**TASK LIST**
**a)** In the document forgery detection notebook below, what value is passed to the random seed for reproducibility?
**b)** List every line in the records below that contains the string "handle", treating case as significant.

**SOURCE TEXT**
# Document Forgery Detection - Complete Workflow

This notebook demonstrates the complete workflow for document forgery detection using computer vision and machine learning techniques.

## Table of Contents
1. [Setup and Imports](#setup)
2. [Data Loading and Exploration](#data-loading)
3. [Data Preprocessing](#preprocessing)
4. [Feature Extraction](#feature-extraction)
5. [Model Training](#model-training)
6. [Model Evaluation](#evaluation)
7. [Making Predictions](#predictions)
8. [Visualization and Analysis](#visualization)

## 1. Setup and Imports <a id="setup"></a>

In [None]:
# Import necessary libraries
import sys
import os
from pathlib import Path
import numpy as np
import pandas as pd
import matplotlib.pyplot as plt
import seaborn as sns
from PIL import Image
import cv2

# Add src to path for importing our modules
sys.path.append('../src')

# Import our custom modules
from data.make_dataset import load_image, create_dataset_structure
from features.build_features import DocumentFeatureExtractor, extract_features_from_directory
from models.train_model import DocumentForgeryDetector
from models.predict_model import DocumentForgeryPredictor
from visualization.visualize import DocumentForgeryVisualizer, create_comprehensive_report

# Setup plotting
plt.style.use('seaborn-v0_8')
sns.set_palette("husl")
%matplotlib inline

# Set random seed for reproducibility
np.random.seed(42)

print("Setup completed successfully!")

## 2. Data Loading and Exploration <a id="data-loading"></a>

First, let's load and explore our document dataset.

**INPUT FOR THIS TASK**

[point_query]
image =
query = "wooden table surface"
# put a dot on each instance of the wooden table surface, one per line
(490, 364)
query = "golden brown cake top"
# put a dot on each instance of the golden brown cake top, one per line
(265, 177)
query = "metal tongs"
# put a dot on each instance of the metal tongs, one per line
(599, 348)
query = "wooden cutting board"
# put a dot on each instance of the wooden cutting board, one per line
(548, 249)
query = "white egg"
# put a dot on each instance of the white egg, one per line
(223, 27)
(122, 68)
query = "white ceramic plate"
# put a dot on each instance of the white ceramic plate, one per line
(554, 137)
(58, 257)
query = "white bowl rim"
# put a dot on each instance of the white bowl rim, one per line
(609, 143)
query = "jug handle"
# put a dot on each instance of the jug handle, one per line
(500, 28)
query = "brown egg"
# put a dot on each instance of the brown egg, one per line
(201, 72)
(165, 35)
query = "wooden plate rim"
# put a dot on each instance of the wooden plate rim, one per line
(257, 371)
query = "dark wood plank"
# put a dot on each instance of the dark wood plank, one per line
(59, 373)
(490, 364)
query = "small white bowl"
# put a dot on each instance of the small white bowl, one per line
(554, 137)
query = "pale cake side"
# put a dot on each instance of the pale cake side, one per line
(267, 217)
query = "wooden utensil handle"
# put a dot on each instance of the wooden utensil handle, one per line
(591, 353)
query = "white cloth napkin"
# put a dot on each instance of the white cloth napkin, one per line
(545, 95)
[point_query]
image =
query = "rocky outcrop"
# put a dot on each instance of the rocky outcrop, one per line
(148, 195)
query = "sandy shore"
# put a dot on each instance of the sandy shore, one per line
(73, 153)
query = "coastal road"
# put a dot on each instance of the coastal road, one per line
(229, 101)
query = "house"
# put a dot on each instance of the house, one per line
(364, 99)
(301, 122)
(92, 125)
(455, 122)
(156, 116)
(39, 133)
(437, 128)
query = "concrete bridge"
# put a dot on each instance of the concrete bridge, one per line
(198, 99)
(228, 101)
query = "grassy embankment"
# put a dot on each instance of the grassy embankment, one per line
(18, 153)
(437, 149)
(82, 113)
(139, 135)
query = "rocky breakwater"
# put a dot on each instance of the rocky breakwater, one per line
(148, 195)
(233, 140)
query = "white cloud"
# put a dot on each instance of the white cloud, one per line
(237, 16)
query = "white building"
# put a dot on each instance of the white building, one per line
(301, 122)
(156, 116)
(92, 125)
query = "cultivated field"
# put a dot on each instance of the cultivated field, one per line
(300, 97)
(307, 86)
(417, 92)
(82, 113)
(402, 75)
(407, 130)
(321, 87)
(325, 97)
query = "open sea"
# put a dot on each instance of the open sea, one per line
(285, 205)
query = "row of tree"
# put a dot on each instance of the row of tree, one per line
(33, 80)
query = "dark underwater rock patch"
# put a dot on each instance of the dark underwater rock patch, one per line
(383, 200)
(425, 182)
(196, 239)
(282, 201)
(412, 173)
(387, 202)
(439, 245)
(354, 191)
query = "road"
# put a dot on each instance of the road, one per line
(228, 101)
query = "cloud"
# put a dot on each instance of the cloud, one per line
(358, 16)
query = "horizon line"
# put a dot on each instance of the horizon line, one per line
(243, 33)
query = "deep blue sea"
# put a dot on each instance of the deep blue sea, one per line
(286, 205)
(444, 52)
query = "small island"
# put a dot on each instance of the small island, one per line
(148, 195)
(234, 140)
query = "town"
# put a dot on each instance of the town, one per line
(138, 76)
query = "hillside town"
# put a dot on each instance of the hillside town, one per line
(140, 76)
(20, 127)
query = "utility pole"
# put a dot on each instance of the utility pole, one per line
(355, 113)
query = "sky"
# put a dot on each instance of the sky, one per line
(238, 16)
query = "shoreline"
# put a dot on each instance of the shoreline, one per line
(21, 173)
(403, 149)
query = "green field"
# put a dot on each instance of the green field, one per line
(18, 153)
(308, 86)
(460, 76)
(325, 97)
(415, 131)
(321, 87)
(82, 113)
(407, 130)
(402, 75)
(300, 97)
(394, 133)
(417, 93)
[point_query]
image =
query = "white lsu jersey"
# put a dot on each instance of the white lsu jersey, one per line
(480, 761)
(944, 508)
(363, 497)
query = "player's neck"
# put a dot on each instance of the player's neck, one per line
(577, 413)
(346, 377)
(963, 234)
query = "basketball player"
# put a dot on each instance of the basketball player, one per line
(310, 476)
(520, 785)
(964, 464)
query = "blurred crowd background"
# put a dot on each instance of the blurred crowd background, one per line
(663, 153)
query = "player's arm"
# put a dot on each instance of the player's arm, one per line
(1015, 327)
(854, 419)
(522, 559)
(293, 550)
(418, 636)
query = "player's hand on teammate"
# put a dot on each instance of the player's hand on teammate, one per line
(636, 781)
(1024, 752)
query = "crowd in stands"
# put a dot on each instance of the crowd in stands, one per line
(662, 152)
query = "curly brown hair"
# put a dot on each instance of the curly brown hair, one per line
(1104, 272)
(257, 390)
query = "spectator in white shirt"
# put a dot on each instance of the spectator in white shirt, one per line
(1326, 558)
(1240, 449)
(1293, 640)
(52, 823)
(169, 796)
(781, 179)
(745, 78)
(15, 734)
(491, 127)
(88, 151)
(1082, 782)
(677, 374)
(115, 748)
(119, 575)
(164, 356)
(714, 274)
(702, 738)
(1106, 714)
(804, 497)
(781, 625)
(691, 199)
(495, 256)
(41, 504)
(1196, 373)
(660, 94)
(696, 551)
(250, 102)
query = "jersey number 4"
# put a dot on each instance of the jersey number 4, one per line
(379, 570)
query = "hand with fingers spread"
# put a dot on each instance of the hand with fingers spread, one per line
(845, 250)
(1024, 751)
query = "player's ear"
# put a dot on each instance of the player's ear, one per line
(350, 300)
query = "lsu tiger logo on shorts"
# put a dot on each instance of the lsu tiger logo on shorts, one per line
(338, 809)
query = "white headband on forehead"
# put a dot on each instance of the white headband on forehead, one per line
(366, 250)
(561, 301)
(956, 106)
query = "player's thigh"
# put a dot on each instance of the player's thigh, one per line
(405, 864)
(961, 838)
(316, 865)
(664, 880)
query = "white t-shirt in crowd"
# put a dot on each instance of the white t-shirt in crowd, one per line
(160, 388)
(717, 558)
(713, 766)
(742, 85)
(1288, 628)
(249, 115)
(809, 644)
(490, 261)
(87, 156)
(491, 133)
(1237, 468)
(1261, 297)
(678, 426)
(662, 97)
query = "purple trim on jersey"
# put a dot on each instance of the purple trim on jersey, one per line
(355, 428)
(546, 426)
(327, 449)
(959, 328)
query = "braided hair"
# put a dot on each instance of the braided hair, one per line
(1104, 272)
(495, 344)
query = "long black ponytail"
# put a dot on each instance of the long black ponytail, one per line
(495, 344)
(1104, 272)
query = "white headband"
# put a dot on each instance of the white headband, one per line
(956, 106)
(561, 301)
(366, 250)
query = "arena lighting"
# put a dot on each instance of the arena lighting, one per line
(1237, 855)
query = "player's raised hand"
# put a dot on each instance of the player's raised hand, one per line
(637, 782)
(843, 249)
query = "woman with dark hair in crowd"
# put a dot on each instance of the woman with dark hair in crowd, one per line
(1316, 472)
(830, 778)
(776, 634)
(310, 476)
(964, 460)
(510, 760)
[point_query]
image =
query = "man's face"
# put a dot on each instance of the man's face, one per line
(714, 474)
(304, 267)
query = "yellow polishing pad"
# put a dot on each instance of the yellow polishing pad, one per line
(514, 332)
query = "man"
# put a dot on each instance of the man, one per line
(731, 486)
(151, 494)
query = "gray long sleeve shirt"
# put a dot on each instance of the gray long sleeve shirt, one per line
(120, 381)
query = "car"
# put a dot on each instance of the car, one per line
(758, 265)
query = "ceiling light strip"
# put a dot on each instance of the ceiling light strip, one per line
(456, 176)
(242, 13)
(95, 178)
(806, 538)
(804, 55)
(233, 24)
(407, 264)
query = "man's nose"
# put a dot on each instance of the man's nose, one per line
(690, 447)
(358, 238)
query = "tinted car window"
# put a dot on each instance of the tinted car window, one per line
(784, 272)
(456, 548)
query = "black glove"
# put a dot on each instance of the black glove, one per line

**SOLUTION SET**
**a)** 42

**b)**
query = "jug handle"
# put a dot on each instance of the jug handle, one per line
query = "wooden utensil handle"
# put a dot on each instance of the wooden utensil handle, one per line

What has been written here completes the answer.